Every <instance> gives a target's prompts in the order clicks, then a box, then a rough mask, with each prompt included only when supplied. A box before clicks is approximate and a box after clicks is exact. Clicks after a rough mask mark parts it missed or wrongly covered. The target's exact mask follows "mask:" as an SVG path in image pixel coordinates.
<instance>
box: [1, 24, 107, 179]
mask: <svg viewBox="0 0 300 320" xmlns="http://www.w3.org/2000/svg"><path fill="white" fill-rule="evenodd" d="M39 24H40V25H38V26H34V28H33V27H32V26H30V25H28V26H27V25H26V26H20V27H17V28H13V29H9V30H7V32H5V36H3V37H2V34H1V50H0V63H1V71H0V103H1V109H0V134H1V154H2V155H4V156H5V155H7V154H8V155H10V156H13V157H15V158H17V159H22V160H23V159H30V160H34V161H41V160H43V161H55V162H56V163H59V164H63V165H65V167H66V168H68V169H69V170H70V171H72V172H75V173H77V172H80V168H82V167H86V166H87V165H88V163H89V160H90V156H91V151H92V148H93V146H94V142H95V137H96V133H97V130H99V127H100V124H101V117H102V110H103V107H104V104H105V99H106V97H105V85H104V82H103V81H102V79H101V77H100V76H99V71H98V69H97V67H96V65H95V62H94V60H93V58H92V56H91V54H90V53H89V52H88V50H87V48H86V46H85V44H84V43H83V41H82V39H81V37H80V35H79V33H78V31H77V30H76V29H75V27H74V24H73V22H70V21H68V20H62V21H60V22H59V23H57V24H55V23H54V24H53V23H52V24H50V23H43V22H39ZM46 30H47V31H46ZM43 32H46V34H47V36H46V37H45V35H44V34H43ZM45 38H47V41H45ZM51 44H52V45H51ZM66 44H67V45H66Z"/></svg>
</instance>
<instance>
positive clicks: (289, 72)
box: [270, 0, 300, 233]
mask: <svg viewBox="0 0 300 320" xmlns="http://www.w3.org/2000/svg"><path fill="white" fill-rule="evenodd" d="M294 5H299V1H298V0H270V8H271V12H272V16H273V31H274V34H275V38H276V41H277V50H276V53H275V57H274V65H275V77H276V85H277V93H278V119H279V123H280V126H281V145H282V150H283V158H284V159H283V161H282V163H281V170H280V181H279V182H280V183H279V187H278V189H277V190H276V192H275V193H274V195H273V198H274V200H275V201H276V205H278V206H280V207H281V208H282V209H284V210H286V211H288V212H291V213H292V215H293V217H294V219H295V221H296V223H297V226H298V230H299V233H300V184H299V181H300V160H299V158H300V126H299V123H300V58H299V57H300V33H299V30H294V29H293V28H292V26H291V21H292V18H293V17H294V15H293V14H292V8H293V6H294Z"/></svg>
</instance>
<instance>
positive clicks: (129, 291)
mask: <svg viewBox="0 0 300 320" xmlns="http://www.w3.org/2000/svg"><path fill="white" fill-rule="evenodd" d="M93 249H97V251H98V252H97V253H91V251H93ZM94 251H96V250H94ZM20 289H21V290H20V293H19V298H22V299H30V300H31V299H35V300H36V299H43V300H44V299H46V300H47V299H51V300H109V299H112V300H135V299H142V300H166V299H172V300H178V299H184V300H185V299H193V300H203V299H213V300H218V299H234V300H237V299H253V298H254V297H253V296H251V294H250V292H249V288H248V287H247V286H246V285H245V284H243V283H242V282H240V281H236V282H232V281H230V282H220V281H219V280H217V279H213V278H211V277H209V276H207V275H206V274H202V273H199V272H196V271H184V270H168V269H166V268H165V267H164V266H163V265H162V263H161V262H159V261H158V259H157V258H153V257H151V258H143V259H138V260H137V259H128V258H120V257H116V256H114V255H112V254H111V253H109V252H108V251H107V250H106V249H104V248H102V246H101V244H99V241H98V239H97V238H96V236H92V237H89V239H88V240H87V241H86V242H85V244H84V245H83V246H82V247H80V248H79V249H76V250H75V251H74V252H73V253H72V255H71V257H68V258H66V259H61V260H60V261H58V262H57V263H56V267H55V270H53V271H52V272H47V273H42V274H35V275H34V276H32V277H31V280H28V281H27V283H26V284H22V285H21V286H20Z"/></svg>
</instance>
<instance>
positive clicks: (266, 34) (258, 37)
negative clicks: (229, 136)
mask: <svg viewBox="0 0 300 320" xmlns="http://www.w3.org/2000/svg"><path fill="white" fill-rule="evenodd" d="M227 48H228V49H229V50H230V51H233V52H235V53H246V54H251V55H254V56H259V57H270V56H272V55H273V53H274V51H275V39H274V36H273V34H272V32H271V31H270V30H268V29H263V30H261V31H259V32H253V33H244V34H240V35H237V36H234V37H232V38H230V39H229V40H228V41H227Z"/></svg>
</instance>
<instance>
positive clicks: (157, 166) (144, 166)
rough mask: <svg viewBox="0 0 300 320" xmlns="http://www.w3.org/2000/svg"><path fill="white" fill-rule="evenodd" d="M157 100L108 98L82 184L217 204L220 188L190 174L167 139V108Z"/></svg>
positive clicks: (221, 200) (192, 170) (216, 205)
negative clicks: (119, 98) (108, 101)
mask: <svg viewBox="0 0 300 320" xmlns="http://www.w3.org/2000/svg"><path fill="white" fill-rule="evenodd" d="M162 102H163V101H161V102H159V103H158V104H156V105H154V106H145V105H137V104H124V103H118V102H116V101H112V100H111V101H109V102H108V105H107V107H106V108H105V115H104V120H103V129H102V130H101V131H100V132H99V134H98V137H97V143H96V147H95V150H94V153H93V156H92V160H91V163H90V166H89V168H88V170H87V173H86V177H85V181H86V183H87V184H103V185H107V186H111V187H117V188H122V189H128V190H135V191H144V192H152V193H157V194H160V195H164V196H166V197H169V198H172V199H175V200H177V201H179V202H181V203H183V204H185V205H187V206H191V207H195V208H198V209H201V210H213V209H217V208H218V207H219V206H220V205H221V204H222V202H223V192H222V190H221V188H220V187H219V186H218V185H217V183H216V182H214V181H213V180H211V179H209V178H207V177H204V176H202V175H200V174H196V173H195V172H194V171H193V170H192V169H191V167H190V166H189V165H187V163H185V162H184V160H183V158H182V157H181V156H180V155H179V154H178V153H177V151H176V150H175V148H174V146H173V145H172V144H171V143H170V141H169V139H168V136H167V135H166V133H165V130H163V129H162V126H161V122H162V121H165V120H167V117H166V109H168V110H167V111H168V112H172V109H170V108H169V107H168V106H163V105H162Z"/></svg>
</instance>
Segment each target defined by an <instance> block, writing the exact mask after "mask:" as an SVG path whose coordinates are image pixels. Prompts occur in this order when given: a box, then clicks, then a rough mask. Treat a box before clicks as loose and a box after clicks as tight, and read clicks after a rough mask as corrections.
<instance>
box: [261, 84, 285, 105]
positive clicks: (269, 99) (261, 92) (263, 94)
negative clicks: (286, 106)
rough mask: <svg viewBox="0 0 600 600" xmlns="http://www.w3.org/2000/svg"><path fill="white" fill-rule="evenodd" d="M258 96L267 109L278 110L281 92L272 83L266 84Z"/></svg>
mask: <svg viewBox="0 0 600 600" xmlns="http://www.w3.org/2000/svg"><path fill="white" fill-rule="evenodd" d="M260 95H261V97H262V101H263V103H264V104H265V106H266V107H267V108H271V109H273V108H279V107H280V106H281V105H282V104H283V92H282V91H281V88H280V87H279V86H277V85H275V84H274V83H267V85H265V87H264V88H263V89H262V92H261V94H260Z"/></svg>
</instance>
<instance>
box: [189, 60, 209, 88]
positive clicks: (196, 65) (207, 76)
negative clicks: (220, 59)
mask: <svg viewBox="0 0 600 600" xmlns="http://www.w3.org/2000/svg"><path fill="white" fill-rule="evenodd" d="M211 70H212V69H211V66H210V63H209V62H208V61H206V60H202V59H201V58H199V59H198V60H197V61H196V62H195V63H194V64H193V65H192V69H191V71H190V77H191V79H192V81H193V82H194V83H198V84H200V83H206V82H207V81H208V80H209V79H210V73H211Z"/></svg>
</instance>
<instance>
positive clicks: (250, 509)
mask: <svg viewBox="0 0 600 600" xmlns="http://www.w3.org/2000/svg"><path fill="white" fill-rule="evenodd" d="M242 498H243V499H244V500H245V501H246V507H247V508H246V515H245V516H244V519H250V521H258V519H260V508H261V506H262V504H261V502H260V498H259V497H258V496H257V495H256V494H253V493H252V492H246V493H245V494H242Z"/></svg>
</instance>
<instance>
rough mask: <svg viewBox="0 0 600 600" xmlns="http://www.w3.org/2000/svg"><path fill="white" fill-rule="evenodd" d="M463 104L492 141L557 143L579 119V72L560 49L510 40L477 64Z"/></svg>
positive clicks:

- - -

> What you should do
From the records above, quote only the lines running from the line with "100L108 98L82 184L217" to the line with "positive clicks: (221, 200)", both lines included.

> Task response
rough mask: <svg viewBox="0 0 300 320" xmlns="http://www.w3.org/2000/svg"><path fill="white" fill-rule="evenodd" d="M157 100L108 98L82 184L217 204L220 188L190 174L167 139V108Z"/></svg>
positive clicks: (221, 200) (192, 170) (216, 205)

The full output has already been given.